▸ INSTRUCTIONS TO FOLLOW: Gather every line of the material below that contains the word "black" and copy each one in full.

▸ MATERIAL TO PROCESS:
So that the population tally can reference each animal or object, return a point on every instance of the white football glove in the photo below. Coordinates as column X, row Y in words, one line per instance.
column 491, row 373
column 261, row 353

--

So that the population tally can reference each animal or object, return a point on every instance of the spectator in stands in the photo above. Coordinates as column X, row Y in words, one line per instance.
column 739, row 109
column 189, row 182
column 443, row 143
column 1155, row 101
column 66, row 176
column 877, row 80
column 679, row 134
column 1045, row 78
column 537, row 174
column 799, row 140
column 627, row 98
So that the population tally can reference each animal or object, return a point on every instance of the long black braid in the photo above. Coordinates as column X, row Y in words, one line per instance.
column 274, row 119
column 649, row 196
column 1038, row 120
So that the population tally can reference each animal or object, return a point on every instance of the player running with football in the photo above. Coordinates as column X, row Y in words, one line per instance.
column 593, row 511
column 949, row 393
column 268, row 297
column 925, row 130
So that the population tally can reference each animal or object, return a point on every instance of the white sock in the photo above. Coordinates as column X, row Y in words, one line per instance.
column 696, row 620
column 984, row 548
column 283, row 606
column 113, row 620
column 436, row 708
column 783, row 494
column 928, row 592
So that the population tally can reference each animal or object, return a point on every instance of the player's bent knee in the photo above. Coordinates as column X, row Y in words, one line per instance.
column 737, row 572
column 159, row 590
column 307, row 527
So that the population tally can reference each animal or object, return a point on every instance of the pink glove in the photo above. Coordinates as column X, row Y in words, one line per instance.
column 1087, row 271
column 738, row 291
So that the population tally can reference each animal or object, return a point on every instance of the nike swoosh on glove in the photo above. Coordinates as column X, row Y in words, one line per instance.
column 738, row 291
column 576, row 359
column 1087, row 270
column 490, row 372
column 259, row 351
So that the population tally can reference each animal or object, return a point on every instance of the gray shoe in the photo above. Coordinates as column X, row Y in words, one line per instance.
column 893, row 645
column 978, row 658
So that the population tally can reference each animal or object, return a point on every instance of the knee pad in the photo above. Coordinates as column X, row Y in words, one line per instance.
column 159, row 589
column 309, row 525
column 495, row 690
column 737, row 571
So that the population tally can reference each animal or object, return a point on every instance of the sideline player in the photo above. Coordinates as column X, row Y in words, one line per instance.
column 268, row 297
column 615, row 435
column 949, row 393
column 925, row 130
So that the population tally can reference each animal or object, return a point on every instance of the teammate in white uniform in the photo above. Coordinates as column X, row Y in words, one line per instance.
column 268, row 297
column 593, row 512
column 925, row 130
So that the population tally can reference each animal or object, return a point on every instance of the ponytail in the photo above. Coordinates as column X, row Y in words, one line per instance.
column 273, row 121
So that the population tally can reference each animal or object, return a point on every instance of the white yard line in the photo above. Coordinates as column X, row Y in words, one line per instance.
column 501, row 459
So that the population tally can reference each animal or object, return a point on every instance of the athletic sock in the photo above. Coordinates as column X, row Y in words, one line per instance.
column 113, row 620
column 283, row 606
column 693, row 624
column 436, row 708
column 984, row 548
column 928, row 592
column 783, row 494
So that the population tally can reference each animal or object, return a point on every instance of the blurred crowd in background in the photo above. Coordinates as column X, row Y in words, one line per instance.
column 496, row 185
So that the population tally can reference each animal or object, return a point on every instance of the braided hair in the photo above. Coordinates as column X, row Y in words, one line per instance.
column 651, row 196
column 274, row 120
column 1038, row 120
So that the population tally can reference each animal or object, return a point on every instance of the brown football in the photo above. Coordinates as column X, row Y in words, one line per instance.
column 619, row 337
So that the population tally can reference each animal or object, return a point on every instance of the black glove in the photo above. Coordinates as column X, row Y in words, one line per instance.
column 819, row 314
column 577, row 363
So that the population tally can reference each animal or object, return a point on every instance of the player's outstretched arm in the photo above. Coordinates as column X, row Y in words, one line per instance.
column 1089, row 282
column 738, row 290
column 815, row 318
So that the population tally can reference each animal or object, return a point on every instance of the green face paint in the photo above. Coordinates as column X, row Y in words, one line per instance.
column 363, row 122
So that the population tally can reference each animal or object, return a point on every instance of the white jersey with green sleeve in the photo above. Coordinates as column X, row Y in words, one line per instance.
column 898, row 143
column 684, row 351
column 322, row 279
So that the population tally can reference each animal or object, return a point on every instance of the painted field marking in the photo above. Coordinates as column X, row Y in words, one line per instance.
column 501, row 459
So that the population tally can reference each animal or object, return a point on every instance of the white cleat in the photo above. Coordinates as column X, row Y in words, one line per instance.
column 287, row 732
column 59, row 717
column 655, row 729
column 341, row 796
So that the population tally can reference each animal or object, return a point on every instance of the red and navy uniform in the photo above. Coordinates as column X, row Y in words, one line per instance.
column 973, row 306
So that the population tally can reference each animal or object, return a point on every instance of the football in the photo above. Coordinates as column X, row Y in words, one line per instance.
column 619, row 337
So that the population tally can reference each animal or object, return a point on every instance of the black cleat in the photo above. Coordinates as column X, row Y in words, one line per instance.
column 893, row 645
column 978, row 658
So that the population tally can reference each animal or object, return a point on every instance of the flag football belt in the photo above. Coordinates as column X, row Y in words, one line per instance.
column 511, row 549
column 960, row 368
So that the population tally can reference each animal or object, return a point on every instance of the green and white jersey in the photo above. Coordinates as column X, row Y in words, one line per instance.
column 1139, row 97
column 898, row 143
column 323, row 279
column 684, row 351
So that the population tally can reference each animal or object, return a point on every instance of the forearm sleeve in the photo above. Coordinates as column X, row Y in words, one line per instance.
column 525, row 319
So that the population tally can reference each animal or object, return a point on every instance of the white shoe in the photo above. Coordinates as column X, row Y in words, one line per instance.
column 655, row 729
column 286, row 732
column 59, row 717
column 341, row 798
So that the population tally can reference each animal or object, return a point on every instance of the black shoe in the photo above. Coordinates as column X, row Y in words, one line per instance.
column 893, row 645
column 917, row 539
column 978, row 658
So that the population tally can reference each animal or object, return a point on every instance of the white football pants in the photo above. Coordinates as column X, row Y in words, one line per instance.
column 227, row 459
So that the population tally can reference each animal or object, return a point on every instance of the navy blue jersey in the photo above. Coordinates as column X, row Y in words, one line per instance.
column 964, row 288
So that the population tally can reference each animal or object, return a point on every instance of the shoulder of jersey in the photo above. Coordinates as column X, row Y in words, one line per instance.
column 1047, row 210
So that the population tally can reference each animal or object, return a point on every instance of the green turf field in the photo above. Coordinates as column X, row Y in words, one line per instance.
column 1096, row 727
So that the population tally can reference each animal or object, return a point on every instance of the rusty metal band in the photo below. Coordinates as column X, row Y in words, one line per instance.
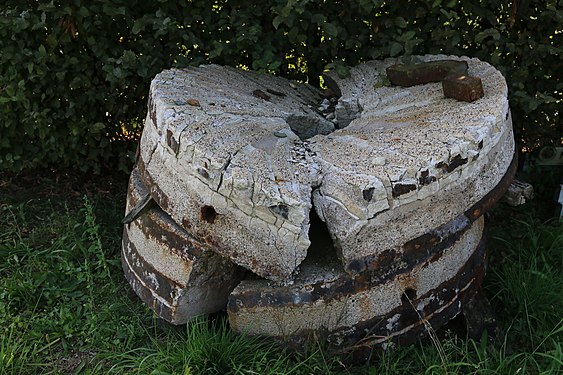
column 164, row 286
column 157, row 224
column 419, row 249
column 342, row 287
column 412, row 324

▸ OUTPUT OF THE TASK:
So that the population tally can reference each animal or object, return a point on every instance of the long black braid in the photo above. Coordinates as column X, row Y in words, one line per instance.
So that the population tally can reference each animal or object, return a point on every instance of the black glove in the photo above. Coordinates as column X, row Y in words, one line per instance.
So that the population tally can reference each animal or object, return a point on every instance of the black cleat in the photo above. Coordinates as column X, row Y in words, one line per instance.
So that the population tally can reference each animal or object, return a point on every instance of the black shoe in the photo above. Coordinates as column X, row Y in words, one line per instance.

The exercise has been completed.